■ SELECTED PASSAGE
== Segment start ==

Thirty-two years ago today I donned the hideous Robin’s egg blue tux and married the gorgeous Joni Banks. She plighted her troth to me on that day. I am not sure if she has fulfilled that pledge since I have no idea what that means. I suspect that she has because she takes her plights seriously.
I am celebrating our anniversary like so many other events in our lives by traveling to a gig in another state. We did celebrate last night and she has learned to flow with my bizarre schedule. It hasn’t always been that way. The change has happened not so much with her but with me. I have gotten better at affirming my wife and learned how to make it a little less about me.
I did the American guy thing for many years. I worked too much. I took my young bride for granted. I craved success and praise for my accomplishments. And too often I left her chasing rambunctious boys and wondering if her husband valued her. I failed to lead her well spiritually for too many years. Yet today I am happier in my marriage than I have even been. And I believe she would say the same thing.
We have endured some really hard things. The death of a daughter. An armed invasion robbery in our home. Cancer. Yet we are happier than we have ever been. How can that be possible?
We have learned one important lesson that is communicated so well by my friends at Leadership Catalyst.
“The abundant life is comparing God’s character, faithfulness and ability with my particular circumstances and believing that God’s character trumps my circumstance.”
And that statement is absolutely true. I have heard so much stinkin’ bad teaching that the abundant life means financial blessing, perfect health and relational bliss. My experience has been financial ups and downs, health problems and seasons of marital joy and despair. For many years I thought I was doing something wrong. Where is this abundant life? And I finally figured it out. The abundant life is all around me. A wife who stayed with me until God could begin to get my attention. Three honest, bright and Godly sons (more good work by Joni). Great friends who have my back and love me even though they actually know me. More stuff than I will ever need and enough left over to give to others. And trusting a God who is trustworthy.

== Segment end ==

■ BRIEF 1
In the anniversary post, how many years ago did the writer marry Joni Banks?
■ BRIEF 2
Reproduce the part of the anniversary post that opens with the words containing "I am celebrating" and closes with "the same thing.".
■ BRIEF 3
Sum up the anniversary post in two sentences.
The rows after this point aren't needed.

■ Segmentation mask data
== Segment start ==

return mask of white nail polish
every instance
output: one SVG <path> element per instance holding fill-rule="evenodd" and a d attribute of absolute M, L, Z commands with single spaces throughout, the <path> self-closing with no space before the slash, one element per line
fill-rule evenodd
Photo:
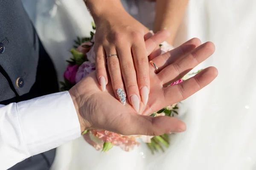
<path fill-rule="evenodd" d="M 119 88 L 116 91 L 116 94 L 118 96 L 120 102 L 124 105 L 126 104 L 126 96 L 125 91 L 122 88 Z"/>
<path fill-rule="evenodd" d="M 139 112 L 140 109 L 140 100 L 137 95 L 133 94 L 131 96 L 131 104 L 137 112 Z"/>
<path fill-rule="evenodd" d="M 103 76 L 100 77 L 99 81 L 100 81 L 102 90 L 103 91 L 106 91 L 106 80 L 105 79 L 105 77 Z"/>
<path fill-rule="evenodd" d="M 141 97 L 144 105 L 146 105 L 148 100 L 148 89 L 146 86 L 141 88 Z"/>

== Segment end ==

■ EXERCISE OUTPUT 1
Thirty-two years ago.

■ EXERCISE OUTPUT 2
I am celebrating our anniversary like so many other events in our lives by traveling to a gig in another state. We did celebrate last night and she has learned to flow with my bizarre schedule. It hasn’t always been that way. The change has happened not so much with her but with me. I have gotten better at affirming my wife and learned how to make it a little less about me.
I did the American guy thing for many years. I worked too much. I took my young bride for granted. I craved success and praise for my accomplishments. And too often I left her chasing rambunctious boys and wondering if her husband valued her. I failed to lead her well spiritually for too many years. Yet today I am happier in my marriage than I have even been. And I believe she would say the same thing.

■ EXERCISE OUTPUT 3
Thirty-two years after marrying Joni Banks, the writer marks the anniversary by traveling to a gig, admitting that for years he worked too much and took his wife for granted but has since learned to affirm her and make things less about himself. Despite a daughter's death, an armed home invasion robbery and cancer, they are happier than ever, having learned that the abundant life means believing God's character trumps their circumstances rather than expecting financial blessing, perfect health and relational bliss.